ACTIVITY: In the material below, find the line with "Where can the concrete" and the line with "Where can the standing", then output both and every line between them exactly, omitting pictures.

RECORDS PROVIDED:
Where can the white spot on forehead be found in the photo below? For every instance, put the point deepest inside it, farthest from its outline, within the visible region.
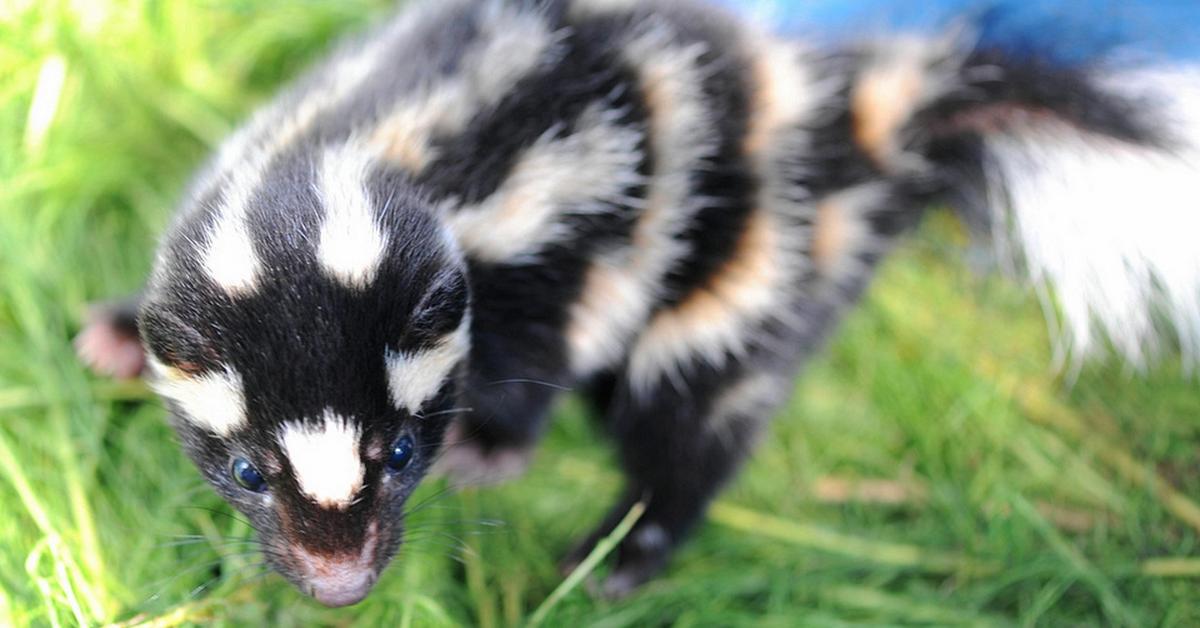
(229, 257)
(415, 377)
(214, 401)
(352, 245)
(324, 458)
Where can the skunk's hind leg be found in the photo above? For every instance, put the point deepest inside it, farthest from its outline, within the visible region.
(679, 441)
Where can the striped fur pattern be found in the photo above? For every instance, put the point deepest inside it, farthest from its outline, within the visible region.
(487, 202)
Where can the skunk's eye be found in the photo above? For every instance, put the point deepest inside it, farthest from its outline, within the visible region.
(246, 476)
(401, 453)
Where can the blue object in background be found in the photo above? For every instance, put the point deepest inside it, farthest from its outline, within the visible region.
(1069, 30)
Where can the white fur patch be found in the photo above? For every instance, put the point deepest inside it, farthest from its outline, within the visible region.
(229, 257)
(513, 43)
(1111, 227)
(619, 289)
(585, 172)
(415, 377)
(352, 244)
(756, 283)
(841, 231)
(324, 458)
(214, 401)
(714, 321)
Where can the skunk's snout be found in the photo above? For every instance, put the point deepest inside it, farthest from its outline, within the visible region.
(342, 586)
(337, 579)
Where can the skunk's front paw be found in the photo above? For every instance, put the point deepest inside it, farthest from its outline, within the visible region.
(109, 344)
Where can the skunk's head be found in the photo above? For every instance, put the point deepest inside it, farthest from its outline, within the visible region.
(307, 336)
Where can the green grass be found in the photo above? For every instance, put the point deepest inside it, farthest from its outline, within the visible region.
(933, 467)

==

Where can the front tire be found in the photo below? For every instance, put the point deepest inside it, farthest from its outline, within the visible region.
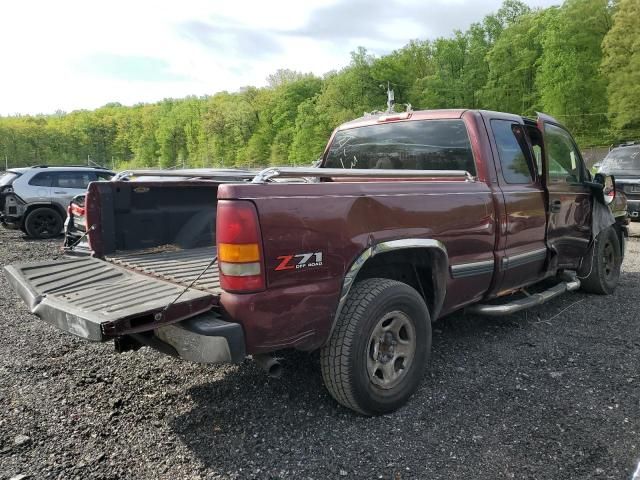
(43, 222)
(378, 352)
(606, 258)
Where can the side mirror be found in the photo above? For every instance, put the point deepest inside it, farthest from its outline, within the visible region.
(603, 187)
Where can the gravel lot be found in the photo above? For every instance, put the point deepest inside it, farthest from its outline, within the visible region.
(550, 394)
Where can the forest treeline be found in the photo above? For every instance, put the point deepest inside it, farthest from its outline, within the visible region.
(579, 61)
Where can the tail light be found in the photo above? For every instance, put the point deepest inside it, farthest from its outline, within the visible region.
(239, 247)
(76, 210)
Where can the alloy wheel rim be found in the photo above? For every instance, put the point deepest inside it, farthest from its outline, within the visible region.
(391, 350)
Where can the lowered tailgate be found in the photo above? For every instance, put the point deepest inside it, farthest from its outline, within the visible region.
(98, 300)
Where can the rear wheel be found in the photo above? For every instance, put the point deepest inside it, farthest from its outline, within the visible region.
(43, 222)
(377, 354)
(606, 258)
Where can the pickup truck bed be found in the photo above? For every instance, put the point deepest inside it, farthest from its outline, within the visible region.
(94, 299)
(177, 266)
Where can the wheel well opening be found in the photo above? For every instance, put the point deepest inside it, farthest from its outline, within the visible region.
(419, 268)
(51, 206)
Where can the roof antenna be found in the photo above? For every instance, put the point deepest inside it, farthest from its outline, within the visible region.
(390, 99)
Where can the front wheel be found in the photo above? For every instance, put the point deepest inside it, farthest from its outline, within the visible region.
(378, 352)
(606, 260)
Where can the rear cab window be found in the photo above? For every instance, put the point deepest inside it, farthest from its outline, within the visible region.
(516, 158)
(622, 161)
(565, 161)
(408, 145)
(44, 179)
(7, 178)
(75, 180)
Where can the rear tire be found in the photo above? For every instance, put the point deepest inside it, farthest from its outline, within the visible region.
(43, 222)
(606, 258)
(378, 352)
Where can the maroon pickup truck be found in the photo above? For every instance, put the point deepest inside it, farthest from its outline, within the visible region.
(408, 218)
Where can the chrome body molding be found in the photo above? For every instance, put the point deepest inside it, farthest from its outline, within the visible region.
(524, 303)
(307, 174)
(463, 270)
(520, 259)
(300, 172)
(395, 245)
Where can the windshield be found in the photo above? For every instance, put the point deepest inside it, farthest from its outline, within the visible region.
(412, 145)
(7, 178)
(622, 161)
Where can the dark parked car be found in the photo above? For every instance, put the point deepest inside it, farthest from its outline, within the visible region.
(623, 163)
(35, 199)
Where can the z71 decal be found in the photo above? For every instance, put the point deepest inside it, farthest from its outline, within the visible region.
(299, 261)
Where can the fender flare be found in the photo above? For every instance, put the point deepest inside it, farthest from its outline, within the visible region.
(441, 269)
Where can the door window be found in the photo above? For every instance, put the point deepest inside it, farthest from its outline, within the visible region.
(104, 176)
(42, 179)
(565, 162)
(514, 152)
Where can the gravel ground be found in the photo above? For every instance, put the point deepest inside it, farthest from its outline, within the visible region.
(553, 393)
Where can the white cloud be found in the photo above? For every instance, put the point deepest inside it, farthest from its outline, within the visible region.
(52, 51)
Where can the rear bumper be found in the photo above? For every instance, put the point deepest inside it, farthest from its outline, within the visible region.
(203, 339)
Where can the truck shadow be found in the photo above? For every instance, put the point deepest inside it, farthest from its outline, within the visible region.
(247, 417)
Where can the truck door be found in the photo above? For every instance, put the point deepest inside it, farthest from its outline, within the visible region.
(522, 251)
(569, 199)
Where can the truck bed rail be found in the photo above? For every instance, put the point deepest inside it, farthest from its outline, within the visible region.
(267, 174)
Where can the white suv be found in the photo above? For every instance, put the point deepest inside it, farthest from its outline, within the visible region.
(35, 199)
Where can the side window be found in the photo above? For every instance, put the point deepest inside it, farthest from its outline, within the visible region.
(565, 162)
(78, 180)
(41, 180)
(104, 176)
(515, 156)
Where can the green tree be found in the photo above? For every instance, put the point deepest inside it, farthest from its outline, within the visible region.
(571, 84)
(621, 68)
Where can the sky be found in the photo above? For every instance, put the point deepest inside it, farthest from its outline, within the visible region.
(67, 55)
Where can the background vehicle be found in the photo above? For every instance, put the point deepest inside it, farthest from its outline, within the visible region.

* * *

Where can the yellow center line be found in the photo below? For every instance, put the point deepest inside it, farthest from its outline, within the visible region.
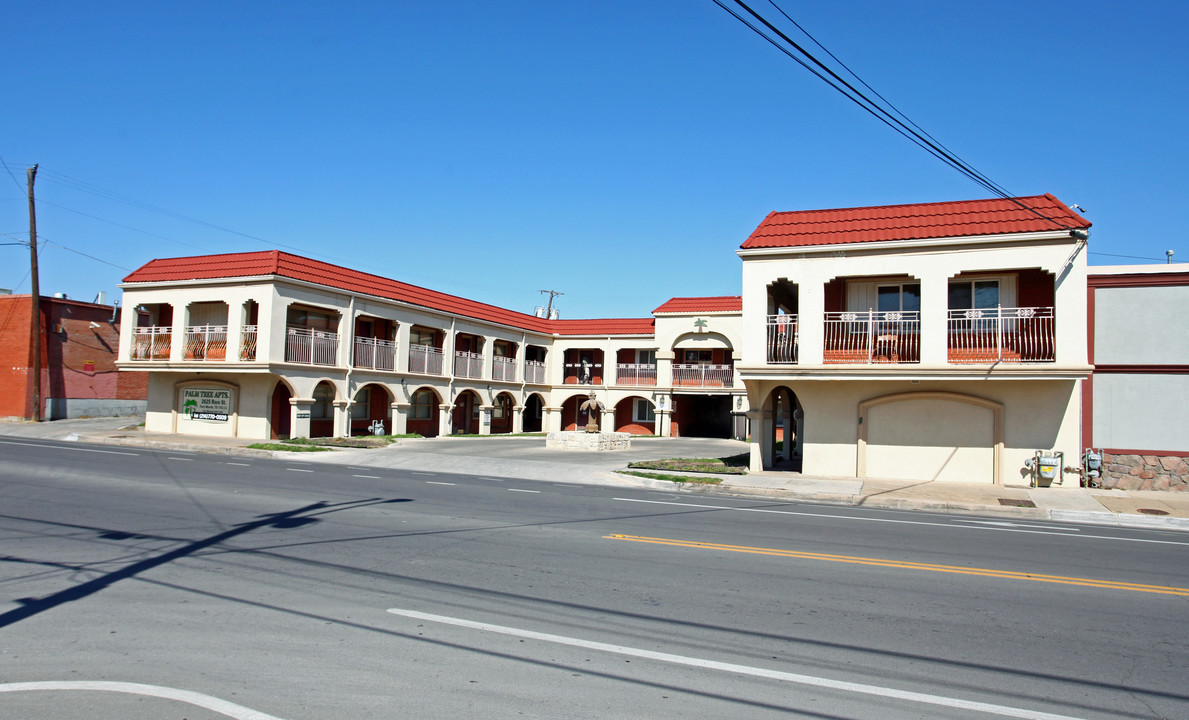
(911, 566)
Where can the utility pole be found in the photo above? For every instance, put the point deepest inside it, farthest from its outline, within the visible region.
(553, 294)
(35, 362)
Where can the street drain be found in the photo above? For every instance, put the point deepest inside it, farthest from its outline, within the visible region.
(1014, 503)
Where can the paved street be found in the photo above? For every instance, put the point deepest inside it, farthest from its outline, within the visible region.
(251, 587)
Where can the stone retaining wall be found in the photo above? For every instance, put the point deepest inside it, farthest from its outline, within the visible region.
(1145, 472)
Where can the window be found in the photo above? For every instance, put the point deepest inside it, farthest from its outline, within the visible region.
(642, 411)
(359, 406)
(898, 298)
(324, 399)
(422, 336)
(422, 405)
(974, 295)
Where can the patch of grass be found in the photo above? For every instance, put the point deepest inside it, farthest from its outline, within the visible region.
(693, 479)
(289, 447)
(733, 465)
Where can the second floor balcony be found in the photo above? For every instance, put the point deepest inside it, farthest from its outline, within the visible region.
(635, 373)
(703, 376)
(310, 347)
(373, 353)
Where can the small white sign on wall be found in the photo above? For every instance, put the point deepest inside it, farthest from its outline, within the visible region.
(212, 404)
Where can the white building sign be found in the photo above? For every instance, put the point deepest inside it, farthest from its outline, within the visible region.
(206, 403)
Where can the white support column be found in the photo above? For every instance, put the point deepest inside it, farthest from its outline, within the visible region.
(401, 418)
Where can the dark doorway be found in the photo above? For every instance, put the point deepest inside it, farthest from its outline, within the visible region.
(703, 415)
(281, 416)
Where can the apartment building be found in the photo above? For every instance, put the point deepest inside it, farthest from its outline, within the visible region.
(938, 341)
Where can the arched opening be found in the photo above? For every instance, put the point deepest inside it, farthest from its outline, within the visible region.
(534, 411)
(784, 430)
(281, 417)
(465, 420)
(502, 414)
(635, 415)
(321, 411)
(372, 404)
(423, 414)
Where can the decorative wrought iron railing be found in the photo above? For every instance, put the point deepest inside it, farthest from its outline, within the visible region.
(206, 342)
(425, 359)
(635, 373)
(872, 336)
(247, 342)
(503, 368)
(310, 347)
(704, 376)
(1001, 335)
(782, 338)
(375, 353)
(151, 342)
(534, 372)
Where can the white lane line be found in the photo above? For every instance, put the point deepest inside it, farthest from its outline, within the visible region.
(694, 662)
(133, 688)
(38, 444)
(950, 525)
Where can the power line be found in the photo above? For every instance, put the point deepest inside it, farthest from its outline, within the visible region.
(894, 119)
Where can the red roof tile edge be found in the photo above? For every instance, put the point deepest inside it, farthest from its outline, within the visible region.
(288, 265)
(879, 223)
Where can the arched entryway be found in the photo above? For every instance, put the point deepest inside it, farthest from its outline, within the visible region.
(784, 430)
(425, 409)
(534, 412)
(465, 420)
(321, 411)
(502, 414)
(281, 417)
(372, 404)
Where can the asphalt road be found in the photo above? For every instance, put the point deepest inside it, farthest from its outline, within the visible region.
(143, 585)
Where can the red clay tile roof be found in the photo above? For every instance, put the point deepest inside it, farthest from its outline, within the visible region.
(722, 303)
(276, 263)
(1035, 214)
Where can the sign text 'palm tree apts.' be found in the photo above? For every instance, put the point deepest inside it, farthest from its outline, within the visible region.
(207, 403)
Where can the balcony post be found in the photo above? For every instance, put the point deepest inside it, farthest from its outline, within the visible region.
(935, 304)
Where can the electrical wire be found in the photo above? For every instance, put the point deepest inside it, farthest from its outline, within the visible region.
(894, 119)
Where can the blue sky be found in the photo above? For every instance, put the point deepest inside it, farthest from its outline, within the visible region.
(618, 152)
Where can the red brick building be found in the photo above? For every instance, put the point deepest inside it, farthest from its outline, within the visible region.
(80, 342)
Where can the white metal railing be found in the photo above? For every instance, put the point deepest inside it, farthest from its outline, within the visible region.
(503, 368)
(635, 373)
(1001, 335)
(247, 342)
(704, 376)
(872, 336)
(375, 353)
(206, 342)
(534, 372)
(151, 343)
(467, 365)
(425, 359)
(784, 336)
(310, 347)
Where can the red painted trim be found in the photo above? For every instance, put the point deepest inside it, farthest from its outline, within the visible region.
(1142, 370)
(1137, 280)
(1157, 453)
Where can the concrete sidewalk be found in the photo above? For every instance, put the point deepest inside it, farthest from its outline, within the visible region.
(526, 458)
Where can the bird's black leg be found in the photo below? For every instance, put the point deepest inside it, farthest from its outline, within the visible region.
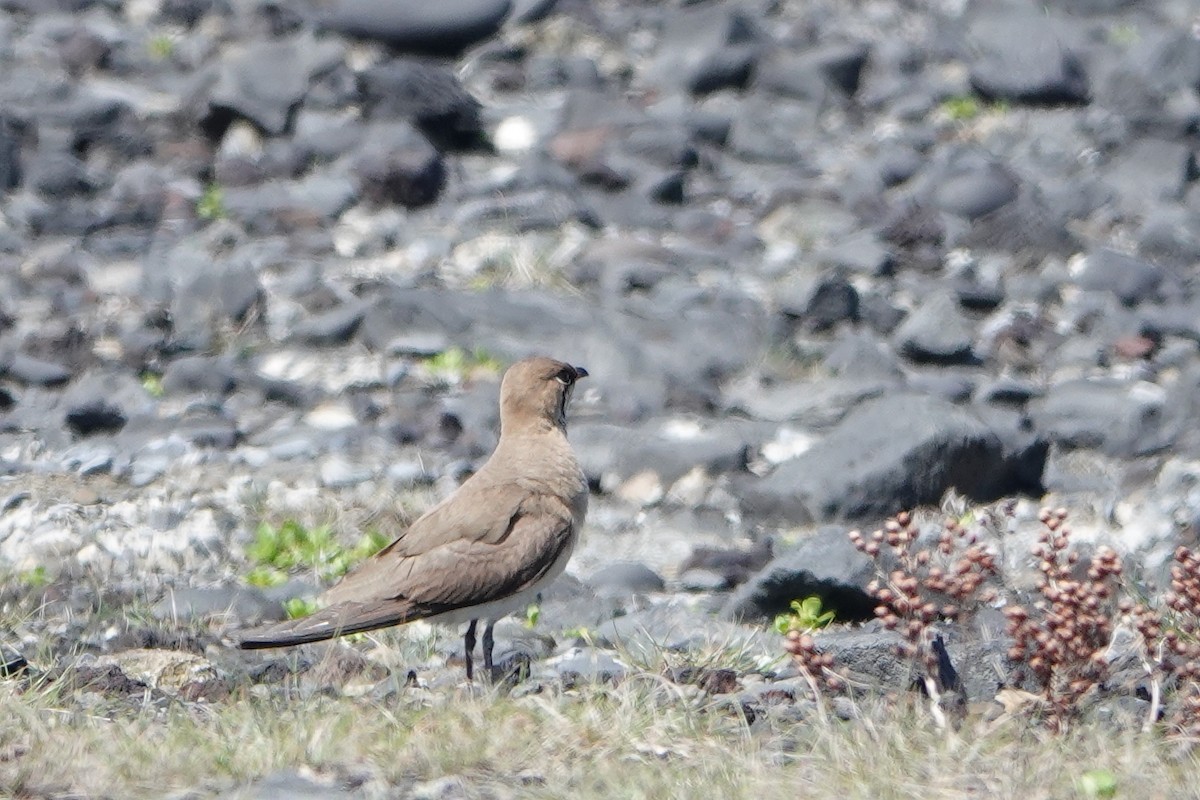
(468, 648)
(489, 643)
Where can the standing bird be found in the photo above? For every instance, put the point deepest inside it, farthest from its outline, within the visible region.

RESPONSE TO THIS EXERCISE:
Where can the concrete sidewalk be found in the photo above? For every instance, put the point deepest inside it, farthest from its outline, within the visible region.
(526, 458)
Where can the bird's black leg be found in the photo below? For every instance, put the point deepest inside it, farthest from its outline, within the visible region.
(468, 648)
(489, 643)
Where can the standing bird be found in the photo above? For every instance, put the point deepest inside it, farthest from its outline, within the visible region.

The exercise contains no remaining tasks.